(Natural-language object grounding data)
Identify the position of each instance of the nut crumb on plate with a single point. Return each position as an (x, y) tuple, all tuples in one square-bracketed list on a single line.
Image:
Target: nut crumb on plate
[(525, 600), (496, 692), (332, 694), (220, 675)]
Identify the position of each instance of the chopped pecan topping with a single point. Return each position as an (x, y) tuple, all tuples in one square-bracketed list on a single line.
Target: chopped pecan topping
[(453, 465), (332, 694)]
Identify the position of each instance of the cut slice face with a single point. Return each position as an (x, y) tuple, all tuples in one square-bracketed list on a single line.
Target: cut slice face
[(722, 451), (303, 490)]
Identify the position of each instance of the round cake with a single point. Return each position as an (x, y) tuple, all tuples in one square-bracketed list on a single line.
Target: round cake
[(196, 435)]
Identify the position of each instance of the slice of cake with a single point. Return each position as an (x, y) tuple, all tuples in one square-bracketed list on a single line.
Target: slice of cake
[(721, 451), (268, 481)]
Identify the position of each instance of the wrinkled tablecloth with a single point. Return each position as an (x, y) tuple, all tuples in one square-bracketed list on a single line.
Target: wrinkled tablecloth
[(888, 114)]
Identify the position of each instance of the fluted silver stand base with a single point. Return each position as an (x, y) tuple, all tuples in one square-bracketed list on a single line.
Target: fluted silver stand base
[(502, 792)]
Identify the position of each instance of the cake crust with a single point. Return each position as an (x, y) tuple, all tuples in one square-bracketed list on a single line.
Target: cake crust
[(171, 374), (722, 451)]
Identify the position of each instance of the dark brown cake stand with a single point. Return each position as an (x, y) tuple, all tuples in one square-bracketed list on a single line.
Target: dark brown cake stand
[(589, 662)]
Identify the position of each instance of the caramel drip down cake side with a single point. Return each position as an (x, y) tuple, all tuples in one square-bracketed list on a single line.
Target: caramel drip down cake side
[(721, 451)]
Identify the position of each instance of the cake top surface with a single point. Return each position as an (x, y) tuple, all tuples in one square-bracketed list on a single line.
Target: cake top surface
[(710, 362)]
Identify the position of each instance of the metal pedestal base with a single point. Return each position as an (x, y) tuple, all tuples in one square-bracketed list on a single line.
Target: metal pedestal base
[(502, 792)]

WHAT YOU ARE ASKED TO DO:
The answer is the lines above between the line holding "Target: round cake" and the line holding "Identify the position of each instance of the wrinkled", inclusive, each written out exactly, and no others.

OUTPUT:
Target: round cake
[(196, 435)]
Identify the position of each instance of the slice of cake with a single point. Return each position as an (x, y) tuple, all tuples in one square-bracketed list on a single line.
Target: slice of cake
[(721, 451), (268, 481)]
Identify the position of each instance of the wrinkled tablecloth with a single point. Return each position as an (x, y) tuple, all tuples in one square-bracketed list on a single line.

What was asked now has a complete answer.